### DATA SUPPLIED
==============================
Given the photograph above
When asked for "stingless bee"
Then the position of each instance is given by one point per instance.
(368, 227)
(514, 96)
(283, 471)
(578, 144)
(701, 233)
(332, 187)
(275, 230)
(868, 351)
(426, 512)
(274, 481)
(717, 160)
==============================
Repeat, exactly as they stand, the line that contains "Then the position" and all the lines after it in the data above.

Then the position of each instance is given by one point per instance.
(368, 227)
(514, 96)
(283, 471)
(578, 144)
(701, 233)
(332, 187)
(275, 230)
(868, 351)
(426, 512)
(274, 481)
(717, 160)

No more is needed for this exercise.